"""

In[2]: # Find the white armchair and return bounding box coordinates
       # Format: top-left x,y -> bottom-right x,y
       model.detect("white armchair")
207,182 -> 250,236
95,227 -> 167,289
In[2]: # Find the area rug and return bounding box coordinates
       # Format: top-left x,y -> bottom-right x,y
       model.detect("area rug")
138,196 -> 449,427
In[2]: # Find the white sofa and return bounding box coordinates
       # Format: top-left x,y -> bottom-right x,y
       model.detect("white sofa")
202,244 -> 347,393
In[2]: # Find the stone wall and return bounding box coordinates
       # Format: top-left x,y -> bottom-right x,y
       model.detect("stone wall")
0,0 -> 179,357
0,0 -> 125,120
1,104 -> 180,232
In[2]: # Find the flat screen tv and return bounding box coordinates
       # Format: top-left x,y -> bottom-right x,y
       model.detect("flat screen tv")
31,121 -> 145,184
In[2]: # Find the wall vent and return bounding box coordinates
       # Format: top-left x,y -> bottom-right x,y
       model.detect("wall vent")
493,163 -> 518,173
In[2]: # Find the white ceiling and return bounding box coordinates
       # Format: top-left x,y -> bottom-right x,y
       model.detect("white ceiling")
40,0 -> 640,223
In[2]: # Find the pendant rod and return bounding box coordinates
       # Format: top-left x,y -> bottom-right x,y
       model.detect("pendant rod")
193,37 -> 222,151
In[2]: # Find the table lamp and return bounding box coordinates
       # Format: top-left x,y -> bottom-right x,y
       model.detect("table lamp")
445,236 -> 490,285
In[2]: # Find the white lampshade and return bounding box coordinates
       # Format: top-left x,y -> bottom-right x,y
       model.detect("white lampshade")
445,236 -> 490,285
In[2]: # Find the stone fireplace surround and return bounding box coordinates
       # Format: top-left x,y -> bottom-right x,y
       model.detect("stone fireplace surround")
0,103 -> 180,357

"""

TASK INSTRUCTIONS:
Rewrite all the lines above, replacing "Find" with "Locate" wherever it occurs and leaving everything else unchanged.

ANSWER FOR THIS EXERCISE:
In[2]: # Locate the white armchair and return bounding box coordinates
       # Format: top-left x,y -> bottom-right x,y
       model.detect("white armchair")
207,182 -> 250,236
95,227 -> 167,289
In[2]: # Locate the area rug and return bounding box coordinates
       # Format: top-left x,y -> bottom-right x,y
       model.detect("area rug")
138,196 -> 449,427
In[2]: # Locate the white sofa and return bounding box coordinates
       # Format: top-left x,y -> bottom-right x,y
       model.detect("white sofa")
202,244 -> 347,393
In[2]: # Locate the stone wall and return bounding box coordinates
       # Format: top-left x,y -> bottom-right x,y
       model.detect("stone wall")
0,0 -> 179,357
0,0 -> 125,120
1,104 -> 180,232
In[2]: # Locate the flat screen tv and return bounding box coordinates
       # Format: top-left x,y -> bottom-right x,y
       model.detect("flat screen tv")
31,121 -> 145,184
In[2]: # Locate the wall vent and return bounding box coordinates
       # Format: top-left x,y -> bottom-right x,y
       model.detect("wall vent")
493,163 -> 518,173
In[2]: # Locate the white ceiling and return bounding box coordinates
       # Format: top-left x,y -> bottom-right x,y
       model.detect("white ceiling")
40,0 -> 640,223
In[2]: # Locate the pendant rod and return bounding box coordinates
       # Format: top-left x,y -> bottom-right x,y
       model.detect("pendant rod")
193,37 -> 222,151
In[2]: # Locate the table lamp and return bounding box coordinates
       # Format: top-left x,y -> bottom-right x,y
       model.detect("table lamp")
445,236 -> 490,285
In[2]: # Locate the white lampshade and return bounding box coordinates
       # Format: top-left x,y -> bottom-right x,y
       model.detect("white lampshade")
445,236 -> 490,285
In[2]: # Locate the stone fireplace surround and return bounding box coordinates
       # Format: top-left x,y -> bottom-right x,y
       model.detect("stone fireplace surround")
0,103 -> 180,357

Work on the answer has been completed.